### TRECHO DA FONTE

■ ■ ■ ■ ■

Na imagem acima, parte da infraestrutura do projeto de pesquisa AmazonFACE, do Instituto Nacional de Pesquisas da Amazônia (INPA), próxima a Manaus (AM) (Foto: G20/18.09.2024).
Belém (PA) – Nos últimos anos, a floresta amazônica tem enfrentado não apenas o avanço do desmatamento, da mineração e do agronegócio, mas também os impactos invisíveis, porém profundos, das políticas externas de grandes potências globais — em especial dos Estados Unidos sob os dois mandatos de Donald Trump. Embora formuladas a partir de uma retórica interna de soberania econômica e nacionalismo protecionista, as medidas adotadas por Trump desde 2017 — e intensificadas com seu retorno à presidência em 2025 — reverberam diretamente sobre a ciência feita na Amazônia, minando estruturas de cooperação, dificultando a produção de conhecimento e enfraquecendo iniciativas de preservação baseadas em evidência científica.

■ ■ ■ ■ ■

### DADOS ARMAZENADOS
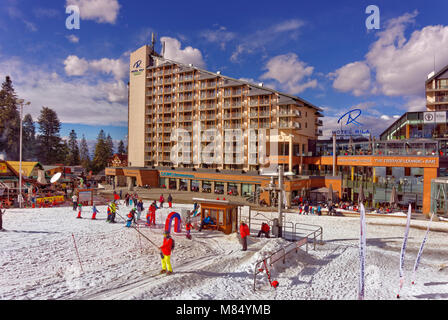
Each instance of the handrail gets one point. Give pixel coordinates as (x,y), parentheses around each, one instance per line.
(275,257)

■ ■ ■ ■ ■

### QUESTÃO BREVE 1
Segundo o trecho da fonte, que efeitos as medidas de Trump têm sobre a ciência feita na Amazônia? Liste todos.
### QUESTÃO BREVE 2
Responda com base no trecho da fonte:
(a) Qual instituição conduz o projeto de pesquisa AmazonFACE?
(b) Perto de qual cidade fica a infraestrutura do projeto mostrada na imagem?
(c) Em que ano Trump retornou à presidência?
Responda com base somente no trecho da fonte.

### RESPOSTA 1
- Minam estruturas de cooperação.
- Dificultam a produção de conhecimento.
- Enfraquecem iniciativas de preservação baseadas em evidência científica.

### RESPOSTA 2
(a) O Instituto Nacional de Pesquisas da Amazônia (INPA).
(b) Manaus (AM).
(c) Em 2025.